What is asked ->
In the records below, locate the line containing "point: rusty ferris", then output that line and all later lines exactly, through the last one.

Records ->
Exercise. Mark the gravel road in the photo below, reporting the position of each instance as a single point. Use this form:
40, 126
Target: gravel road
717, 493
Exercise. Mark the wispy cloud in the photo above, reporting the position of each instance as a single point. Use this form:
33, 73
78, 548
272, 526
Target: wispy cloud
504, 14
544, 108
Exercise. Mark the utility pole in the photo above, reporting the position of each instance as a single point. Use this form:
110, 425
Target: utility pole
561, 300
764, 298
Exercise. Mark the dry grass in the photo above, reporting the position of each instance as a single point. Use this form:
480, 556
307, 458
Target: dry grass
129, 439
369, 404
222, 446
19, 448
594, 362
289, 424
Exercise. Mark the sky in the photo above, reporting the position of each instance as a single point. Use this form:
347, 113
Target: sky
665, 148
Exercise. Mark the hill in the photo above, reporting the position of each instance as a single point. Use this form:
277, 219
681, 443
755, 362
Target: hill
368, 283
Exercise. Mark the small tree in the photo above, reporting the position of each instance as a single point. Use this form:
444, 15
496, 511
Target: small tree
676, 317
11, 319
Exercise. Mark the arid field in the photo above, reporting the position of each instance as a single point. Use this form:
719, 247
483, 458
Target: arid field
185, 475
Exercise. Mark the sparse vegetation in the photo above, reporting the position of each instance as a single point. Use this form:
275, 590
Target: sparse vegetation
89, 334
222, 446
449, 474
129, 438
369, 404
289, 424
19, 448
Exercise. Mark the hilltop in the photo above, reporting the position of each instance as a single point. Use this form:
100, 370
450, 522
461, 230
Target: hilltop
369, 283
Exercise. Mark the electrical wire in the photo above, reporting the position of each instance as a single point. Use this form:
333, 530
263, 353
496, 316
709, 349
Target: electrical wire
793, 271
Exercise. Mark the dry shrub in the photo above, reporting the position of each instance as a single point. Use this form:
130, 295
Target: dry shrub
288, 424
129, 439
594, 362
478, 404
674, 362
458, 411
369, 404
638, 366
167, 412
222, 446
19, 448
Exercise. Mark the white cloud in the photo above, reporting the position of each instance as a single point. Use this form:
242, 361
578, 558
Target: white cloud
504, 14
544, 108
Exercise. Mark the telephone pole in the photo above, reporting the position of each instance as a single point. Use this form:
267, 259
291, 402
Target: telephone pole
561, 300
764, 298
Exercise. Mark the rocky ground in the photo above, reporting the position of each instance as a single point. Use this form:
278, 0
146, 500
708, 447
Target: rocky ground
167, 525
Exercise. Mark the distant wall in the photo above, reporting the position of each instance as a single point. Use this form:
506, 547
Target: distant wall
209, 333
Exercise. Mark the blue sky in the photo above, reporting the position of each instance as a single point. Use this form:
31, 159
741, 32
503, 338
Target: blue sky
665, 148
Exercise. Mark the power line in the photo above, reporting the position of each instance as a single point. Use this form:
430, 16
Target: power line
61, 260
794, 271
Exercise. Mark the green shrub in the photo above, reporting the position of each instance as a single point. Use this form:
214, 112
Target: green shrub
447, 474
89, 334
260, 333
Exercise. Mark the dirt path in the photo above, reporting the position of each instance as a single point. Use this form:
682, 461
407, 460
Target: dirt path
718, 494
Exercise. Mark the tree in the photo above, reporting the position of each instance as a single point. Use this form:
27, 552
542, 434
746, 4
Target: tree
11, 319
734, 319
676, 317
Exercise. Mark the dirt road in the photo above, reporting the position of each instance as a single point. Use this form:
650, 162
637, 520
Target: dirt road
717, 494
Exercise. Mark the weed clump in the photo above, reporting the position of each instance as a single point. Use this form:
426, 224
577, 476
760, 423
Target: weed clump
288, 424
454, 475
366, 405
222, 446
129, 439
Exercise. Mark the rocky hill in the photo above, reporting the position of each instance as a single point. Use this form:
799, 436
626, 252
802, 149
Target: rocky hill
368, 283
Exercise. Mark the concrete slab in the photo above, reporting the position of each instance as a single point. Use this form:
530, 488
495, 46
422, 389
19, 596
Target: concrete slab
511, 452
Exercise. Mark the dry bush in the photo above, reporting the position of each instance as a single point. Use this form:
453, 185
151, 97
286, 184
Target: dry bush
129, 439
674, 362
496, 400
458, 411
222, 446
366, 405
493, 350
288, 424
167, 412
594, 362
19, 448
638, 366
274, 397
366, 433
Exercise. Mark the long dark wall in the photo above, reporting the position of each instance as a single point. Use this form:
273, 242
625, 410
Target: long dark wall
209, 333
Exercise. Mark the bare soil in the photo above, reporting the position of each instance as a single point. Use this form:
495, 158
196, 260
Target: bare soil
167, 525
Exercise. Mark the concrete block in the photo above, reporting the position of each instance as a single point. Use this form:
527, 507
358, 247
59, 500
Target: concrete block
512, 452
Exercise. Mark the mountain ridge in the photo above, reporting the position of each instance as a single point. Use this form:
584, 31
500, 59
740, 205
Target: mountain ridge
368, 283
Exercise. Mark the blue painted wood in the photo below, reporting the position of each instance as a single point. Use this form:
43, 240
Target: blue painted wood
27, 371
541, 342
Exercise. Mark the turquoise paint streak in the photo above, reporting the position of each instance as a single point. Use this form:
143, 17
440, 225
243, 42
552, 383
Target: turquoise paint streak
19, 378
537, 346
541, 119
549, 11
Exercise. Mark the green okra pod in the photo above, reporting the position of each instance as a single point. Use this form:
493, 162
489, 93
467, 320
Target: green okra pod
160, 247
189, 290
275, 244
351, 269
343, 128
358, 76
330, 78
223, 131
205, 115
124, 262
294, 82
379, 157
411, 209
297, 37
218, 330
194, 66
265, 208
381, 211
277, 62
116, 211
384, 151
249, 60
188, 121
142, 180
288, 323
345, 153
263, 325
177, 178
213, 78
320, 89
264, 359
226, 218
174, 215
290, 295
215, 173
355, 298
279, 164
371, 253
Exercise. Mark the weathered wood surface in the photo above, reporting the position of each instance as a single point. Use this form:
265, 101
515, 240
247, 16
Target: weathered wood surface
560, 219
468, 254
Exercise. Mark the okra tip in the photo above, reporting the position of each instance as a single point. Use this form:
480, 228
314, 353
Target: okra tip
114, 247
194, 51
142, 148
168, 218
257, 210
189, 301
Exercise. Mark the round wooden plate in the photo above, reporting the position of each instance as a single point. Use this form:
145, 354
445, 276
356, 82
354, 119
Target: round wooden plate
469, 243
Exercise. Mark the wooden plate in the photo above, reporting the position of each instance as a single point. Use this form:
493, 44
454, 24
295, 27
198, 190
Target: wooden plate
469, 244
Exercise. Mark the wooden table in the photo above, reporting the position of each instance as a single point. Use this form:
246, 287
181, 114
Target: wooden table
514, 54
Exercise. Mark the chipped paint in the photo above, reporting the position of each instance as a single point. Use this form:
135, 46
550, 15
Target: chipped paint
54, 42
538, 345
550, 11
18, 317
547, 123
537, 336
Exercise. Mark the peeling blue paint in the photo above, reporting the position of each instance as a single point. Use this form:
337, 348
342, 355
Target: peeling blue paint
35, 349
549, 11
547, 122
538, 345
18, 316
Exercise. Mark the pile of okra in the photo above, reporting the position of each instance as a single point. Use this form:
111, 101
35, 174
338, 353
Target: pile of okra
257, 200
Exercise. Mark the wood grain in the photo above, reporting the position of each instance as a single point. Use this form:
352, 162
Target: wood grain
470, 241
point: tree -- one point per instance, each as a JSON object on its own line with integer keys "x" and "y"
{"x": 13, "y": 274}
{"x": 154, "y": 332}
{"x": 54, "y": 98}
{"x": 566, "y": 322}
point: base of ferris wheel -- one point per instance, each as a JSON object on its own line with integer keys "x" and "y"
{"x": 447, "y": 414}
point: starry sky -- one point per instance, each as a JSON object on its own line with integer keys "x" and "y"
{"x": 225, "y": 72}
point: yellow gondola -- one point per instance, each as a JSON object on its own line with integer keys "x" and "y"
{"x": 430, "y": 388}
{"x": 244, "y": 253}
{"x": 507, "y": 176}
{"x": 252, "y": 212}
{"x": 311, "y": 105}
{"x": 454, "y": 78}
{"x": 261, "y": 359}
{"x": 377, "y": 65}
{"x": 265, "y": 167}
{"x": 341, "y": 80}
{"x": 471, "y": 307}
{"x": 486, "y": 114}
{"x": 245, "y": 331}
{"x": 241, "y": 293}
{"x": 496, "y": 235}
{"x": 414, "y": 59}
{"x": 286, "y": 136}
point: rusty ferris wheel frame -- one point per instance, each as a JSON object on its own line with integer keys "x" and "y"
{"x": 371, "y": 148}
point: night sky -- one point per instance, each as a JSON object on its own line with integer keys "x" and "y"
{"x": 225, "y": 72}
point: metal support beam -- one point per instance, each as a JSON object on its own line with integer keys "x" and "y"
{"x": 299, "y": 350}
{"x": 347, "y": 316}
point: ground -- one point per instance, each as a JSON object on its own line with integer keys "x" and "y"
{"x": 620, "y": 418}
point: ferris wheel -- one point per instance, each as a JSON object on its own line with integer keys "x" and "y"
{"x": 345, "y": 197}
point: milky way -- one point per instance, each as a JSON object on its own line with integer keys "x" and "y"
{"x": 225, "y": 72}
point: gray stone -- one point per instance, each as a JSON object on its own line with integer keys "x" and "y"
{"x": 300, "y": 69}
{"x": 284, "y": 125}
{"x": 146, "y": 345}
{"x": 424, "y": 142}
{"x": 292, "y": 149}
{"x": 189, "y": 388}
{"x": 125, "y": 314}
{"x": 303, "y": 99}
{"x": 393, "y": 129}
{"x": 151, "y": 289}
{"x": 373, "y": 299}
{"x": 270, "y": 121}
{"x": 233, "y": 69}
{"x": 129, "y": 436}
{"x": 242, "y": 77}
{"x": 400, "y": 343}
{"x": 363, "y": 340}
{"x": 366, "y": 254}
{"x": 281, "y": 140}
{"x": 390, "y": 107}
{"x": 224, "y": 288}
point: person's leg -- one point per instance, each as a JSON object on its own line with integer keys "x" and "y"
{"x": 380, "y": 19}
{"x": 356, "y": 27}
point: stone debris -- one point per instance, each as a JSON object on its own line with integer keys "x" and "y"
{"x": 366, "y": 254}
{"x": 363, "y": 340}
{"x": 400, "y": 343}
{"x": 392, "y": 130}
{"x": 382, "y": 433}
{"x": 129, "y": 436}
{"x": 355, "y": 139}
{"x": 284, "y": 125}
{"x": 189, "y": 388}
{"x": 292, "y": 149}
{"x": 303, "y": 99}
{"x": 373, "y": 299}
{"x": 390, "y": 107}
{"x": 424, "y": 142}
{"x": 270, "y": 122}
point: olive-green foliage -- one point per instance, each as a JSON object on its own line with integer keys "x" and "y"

Response to this exercise ->
point: rusty ferris wheel frame -- one point per instance, each as a JSON object on its own line with integer keys "x" and "y"
{"x": 371, "y": 148}
point: night sky -- one point per instance, each as a JSON object on its own line with integer keys "x" and "y"
{"x": 225, "y": 72}
point: metal support beam -- one point per instance, each as a JSON object on its own line with integer keys "x" and "y"
{"x": 299, "y": 350}
{"x": 347, "y": 316}
point: ground -- one point per instance, each as a JSON object on its own line with integer keys "x" and "y"
{"x": 620, "y": 418}
point: ferris wheel -- one point per instance, each as a JSON object on its own line with integer keys "x" and "y"
{"x": 345, "y": 197}
point: milky way -- one point per instance, each as a JSON object on its own line with integer keys "x" and "y"
{"x": 225, "y": 72}
point: gray stone -- one point per instance, each as a JSON object on its own line with integer keys "x" and "y"
{"x": 300, "y": 69}
{"x": 284, "y": 125}
{"x": 146, "y": 345}
{"x": 424, "y": 142}
{"x": 292, "y": 149}
{"x": 189, "y": 388}
{"x": 125, "y": 314}
{"x": 303, "y": 99}
{"x": 393, "y": 129}
{"x": 151, "y": 289}
{"x": 373, "y": 299}
{"x": 270, "y": 121}
{"x": 233, "y": 69}
{"x": 129, "y": 436}
{"x": 242, "y": 77}
{"x": 400, "y": 343}
{"x": 363, "y": 340}
{"x": 366, "y": 254}
{"x": 281, "y": 140}
{"x": 390, "y": 107}
{"x": 224, "y": 288}
point: person's leg -- one point per instance, each as a JSON object on its own line with integer keys "x" and "y"
{"x": 380, "y": 19}
{"x": 356, "y": 27}
point: stone debris -- one point per instance, each as a JSON object on its own line with integer keys "x" and "y"
{"x": 366, "y": 254}
{"x": 363, "y": 340}
{"x": 400, "y": 343}
{"x": 392, "y": 130}
{"x": 382, "y": 433}
{"x": 129, "y": 436}
{"x": 355, "y": 139}
{"x": 284, "y": 125}
{"x": 189, "y": 388}
{"x": 292, "y": 149}
{"x": 303, "y": 99}
{"x": 373, "y": 299}
{"x": 390, "y": 107}
{"x": 424, "y": 142}
{"x": 270, "y": 122}
point: olive-green foliage -- one point per instance, each as a JSON object on its own line with integer keys "x" and "y"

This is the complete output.